-------- Given passage

V-neck shirts or dresses are a stumbling block, even if they are not revealing. 34.4%

Shirts or dresses that show the shoulders (i.e. more than a normal sleeveless top) are immodest, even if they are not otherwise revealing.  38%

Shirts or dresses (long or short-sleeved) with slits in the sleeves are a stumbling block. 40.8%

A shirt buttoned to just under the bust is a stumbling block, even if a modest shirt is worn underneath.  41.6%

Shirts with messages across the front draw too much attention to the bust. 47%
       (Wait, Even if it says, “Modest is Hottest? I am so confused!)

----------------

Requests:
a) List every percentage that appears in the passage on clothing modesty.
b) Retype, word for word, the stretch of the records from the line containing "of the tree" through the final line of the records.
The text and the records have nothing to do with each other.

-------- Exercise data

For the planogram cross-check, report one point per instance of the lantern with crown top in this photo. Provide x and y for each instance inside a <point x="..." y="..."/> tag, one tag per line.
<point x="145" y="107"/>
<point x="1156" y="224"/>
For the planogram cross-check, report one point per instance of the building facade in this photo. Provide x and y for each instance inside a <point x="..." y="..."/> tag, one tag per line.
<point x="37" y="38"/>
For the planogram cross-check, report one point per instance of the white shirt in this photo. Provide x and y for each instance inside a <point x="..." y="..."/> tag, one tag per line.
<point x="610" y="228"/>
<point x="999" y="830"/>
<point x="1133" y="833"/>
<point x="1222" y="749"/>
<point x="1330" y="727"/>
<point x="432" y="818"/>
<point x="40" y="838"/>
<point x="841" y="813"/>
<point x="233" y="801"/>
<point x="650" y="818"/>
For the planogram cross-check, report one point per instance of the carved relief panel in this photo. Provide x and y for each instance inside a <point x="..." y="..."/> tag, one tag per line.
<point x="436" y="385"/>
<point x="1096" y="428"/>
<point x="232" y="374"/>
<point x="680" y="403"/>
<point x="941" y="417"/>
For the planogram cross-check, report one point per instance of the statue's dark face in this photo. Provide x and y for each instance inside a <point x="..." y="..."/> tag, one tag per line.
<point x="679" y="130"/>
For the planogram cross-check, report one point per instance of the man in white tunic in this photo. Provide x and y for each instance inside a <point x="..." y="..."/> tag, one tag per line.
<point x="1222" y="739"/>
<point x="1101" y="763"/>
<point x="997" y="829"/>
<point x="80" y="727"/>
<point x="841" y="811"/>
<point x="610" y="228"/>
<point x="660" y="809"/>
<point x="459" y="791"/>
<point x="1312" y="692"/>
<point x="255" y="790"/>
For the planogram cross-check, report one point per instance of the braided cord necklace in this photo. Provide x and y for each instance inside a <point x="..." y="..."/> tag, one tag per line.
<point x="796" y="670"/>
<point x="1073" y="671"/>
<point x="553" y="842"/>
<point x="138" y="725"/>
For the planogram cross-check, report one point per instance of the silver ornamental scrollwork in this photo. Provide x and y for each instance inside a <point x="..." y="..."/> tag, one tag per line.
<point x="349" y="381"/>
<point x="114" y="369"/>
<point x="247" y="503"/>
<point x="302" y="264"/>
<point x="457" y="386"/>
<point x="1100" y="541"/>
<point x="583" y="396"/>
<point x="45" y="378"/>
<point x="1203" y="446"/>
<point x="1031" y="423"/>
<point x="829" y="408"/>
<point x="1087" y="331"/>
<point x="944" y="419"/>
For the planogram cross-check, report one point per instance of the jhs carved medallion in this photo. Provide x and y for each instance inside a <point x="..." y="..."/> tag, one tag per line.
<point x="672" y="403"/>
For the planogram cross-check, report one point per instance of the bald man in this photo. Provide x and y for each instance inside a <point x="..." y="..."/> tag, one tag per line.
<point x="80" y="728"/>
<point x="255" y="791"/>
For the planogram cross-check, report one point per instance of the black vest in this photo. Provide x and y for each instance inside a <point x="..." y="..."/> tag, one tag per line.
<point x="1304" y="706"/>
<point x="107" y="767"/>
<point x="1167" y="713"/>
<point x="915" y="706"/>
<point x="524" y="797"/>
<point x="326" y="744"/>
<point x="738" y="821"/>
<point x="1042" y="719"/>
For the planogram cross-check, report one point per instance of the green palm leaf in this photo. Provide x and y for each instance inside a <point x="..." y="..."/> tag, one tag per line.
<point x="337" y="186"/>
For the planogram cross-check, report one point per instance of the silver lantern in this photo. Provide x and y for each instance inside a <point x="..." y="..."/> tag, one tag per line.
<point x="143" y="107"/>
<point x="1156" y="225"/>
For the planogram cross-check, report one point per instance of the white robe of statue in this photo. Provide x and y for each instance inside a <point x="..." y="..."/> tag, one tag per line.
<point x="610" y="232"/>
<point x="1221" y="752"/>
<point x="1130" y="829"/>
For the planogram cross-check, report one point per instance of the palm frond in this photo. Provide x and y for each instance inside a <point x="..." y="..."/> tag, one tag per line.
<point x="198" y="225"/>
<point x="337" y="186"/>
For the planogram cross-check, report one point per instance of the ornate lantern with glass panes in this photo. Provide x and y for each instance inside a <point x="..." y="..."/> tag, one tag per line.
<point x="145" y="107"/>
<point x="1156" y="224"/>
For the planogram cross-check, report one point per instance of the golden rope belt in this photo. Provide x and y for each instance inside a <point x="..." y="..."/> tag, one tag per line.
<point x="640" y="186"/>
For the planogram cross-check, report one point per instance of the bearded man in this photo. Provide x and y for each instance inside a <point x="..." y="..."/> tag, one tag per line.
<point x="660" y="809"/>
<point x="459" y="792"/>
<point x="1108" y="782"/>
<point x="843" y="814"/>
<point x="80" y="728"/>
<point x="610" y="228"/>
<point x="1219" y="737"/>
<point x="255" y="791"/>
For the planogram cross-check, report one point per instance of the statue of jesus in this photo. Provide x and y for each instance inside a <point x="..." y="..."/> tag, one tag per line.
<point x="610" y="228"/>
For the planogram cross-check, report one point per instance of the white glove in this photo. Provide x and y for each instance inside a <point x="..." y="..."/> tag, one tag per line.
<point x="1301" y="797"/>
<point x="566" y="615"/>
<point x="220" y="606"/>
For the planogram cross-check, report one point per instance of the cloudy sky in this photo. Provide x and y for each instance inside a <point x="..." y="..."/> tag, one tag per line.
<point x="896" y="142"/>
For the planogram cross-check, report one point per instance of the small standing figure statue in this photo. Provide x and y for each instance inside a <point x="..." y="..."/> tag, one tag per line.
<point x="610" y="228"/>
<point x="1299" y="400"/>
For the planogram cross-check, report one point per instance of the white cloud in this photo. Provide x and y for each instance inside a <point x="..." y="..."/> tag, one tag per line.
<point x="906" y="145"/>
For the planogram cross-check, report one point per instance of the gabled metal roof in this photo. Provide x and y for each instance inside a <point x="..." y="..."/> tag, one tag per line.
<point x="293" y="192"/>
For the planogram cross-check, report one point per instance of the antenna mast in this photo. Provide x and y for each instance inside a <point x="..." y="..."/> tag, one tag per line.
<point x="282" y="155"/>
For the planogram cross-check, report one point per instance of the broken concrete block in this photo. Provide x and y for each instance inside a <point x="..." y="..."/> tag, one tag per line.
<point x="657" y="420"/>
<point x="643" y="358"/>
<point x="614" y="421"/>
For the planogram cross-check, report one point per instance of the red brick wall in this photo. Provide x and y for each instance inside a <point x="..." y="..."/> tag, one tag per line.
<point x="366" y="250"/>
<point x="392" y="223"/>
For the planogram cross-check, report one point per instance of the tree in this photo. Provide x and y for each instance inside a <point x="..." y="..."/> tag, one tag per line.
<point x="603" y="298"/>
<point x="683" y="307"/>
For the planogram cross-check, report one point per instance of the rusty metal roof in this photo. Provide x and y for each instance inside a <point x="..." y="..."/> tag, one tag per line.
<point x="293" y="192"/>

----------------

Exercise answers:
a) 34.4%, 38%, 40.8%, 41.6%, 47%

b)
For the planogram cross-check, report one point per instance of the tree in this photo. Provide x and y for each instance inside a <point x="..." y="..."/> tag, one tag per line.
<point x="603" y="298"/>
<point x="683" y="307"/>
For the planogram cross-check, report one point per instance of the rusty metal roof in this photo. Provide x and y for each instance inside a <point x="..." y="..."/> tag, one tag per line.
<point x="293" y="192"/>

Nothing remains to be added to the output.